● **TUGAS ANDA**: Salin dengan tepat bagian tulisan tentang belajar agama kepada ahlinya, mulai dari "Karena kini sebagian" sampai dengan "juga tidak paham.", termasuk kedua bagian tersebut.

● **TEKS SUMBER**:
KH. Ahmad Ishomuddin
Sudah seringkali saya ingatkan agar setiap umat
Islam berhati-hati agar mengambil ilmu agama langsung dari para ahlinya, yakni
dari para ulama, kyai, ustadz, tuan guru, yang jelas mata rantai pengambilan
ilmunya (isnad), telah populer akan kedalaman ilmunya dan kesalehannya. Jangan
belajar justru secara kepada sembarang ustadz atau ustadz yang sembarangan.
Karena kini sebagian umat Islam sudah gampang memberi predikat ustadz kepada
siapa saja yang pintar ceramah agama, pintar membual soal agama dan politik
sambil sesekali melawak atau menghibur para pendengarnya, dan
"berani" mengecam sana sini. Persoalan yang mereka panggil ustadz itu
pada hakekatnya sungguh tidak paham ilmu-ilmu agama tidak menjadi masalah,
karena mereka yang menggelarinya juga tidak paham.
Dunia keberagamaan kita kini sepertinya sudah
jungkir balik dan penilaian masyarakat awam juga sudah terbalik-balik. Para
tokoh agama yang dikenal luas dan mendalam ilmu agamanya, diperoleh dari
silsilah/sanad keilmuan yang jelas, dan dikenal berakhlak baik tidaklah mereka
gandrungi. Sebaliknya justru mereka benci, mereka fitnah dengan stigma-stigma
negatif seperti Syi'ah, liberal, munafik, ulama su', penjilat pemerintah dan
sebagainya berupa kalimat-kalimat yang tidak menunjukkan adanya kesantunan dan
kecerdasan dalam beragama itu sendiri.
Akibat buruk dari belajar agama secara instan
kepada para ustadz "hijrah karbitan" adakah sebagian masyarakat
menjadi terombang-ambing, kebingungan, dan labil dalam beragama. Para ustadz
abal-abal yang sangat senang terkenal di media sosial itu karena tidak memunyai
basis ilmu-ilmu keislaman yang kokoh dan disertai semangat yang menggelora
menjadi sangat mudah tergelincir dalam menafsirkan ajaran agama, cenderung
tekstualis, beragama secara eksklusif, sempit wawasan, tidak bijaksana, mudah
menyalahkan pihak lain, menjadi intoleran, sesat dan menyesatkan, dan pada
ujungnya mencari pengikut sebanyak mungkin untuk tujuan-tujuan yang bersifat
duniawi.

● **DAFTAR YANG DITAMPILKAN**:
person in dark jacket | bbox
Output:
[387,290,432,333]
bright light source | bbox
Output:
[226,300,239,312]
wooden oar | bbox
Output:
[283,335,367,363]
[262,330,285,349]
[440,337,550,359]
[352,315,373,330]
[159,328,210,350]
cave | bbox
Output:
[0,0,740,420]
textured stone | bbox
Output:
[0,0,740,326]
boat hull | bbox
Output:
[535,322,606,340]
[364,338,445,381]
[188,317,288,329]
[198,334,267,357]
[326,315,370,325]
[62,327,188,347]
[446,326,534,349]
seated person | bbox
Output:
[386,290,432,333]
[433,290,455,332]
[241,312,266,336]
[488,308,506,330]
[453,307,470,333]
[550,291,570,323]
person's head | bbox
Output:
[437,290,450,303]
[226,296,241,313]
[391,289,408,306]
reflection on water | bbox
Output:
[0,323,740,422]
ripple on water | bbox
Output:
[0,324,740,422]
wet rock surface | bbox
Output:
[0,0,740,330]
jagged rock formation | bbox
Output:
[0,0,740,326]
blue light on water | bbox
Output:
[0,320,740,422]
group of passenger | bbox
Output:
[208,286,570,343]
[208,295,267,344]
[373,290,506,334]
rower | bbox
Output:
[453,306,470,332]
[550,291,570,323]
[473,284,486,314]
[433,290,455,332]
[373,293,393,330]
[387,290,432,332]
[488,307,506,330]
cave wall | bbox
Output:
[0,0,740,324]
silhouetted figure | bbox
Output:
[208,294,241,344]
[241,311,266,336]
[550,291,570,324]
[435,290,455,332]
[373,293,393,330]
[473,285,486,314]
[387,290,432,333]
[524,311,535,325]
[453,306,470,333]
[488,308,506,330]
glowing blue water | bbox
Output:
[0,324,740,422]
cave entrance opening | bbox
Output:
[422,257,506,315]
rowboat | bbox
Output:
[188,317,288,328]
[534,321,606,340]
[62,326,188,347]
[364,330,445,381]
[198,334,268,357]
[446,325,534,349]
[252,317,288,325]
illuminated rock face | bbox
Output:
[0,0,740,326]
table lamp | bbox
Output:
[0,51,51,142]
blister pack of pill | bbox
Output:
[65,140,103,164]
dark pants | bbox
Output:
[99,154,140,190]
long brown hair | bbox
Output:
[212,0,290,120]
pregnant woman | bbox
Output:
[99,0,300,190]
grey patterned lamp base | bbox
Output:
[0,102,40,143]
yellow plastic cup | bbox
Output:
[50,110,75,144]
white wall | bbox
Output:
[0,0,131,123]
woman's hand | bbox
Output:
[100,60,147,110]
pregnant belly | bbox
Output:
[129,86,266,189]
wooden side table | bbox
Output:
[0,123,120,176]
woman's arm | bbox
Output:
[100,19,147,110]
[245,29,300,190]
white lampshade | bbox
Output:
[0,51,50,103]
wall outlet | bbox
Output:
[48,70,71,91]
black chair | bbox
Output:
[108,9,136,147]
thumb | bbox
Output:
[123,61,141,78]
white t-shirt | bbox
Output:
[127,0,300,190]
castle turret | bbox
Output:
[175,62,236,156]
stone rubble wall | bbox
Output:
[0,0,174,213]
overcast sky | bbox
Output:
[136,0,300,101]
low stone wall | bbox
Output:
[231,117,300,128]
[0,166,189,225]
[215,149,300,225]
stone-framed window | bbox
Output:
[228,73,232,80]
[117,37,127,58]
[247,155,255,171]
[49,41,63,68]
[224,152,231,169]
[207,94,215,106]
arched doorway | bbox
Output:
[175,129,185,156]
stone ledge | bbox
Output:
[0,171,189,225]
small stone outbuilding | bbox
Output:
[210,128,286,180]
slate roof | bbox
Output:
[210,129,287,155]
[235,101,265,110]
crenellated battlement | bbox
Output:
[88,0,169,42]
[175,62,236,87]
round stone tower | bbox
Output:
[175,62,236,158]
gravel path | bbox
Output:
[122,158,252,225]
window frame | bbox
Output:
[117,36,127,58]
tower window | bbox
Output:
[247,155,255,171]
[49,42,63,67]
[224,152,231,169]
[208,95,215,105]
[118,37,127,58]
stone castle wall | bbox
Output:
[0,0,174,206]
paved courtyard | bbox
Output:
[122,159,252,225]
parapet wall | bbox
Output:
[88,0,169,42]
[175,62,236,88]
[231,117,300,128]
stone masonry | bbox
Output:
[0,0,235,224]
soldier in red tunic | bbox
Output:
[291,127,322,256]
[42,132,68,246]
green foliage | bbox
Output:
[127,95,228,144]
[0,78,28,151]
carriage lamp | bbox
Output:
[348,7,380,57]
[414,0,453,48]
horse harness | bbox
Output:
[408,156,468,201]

● **PENYELESAIAN SOAL**:
Karena kini sebagian umat Islam sudah gampang memberi predikat ustadz kepada
siapa saja yang pintar ceramah agama, pintar membual soal agama dan politik
sambil sesekali melawak atau menghibur para pendengarnya, dan
"berani" mengecam sana sini. Persoalan yang mereka panggil ustadz itu
pada hakekatnya sungguh tidak paham ilmu-ilmu agama tidak menjadi masalah,
karena mereka yang menggelarinya juga tidak paham.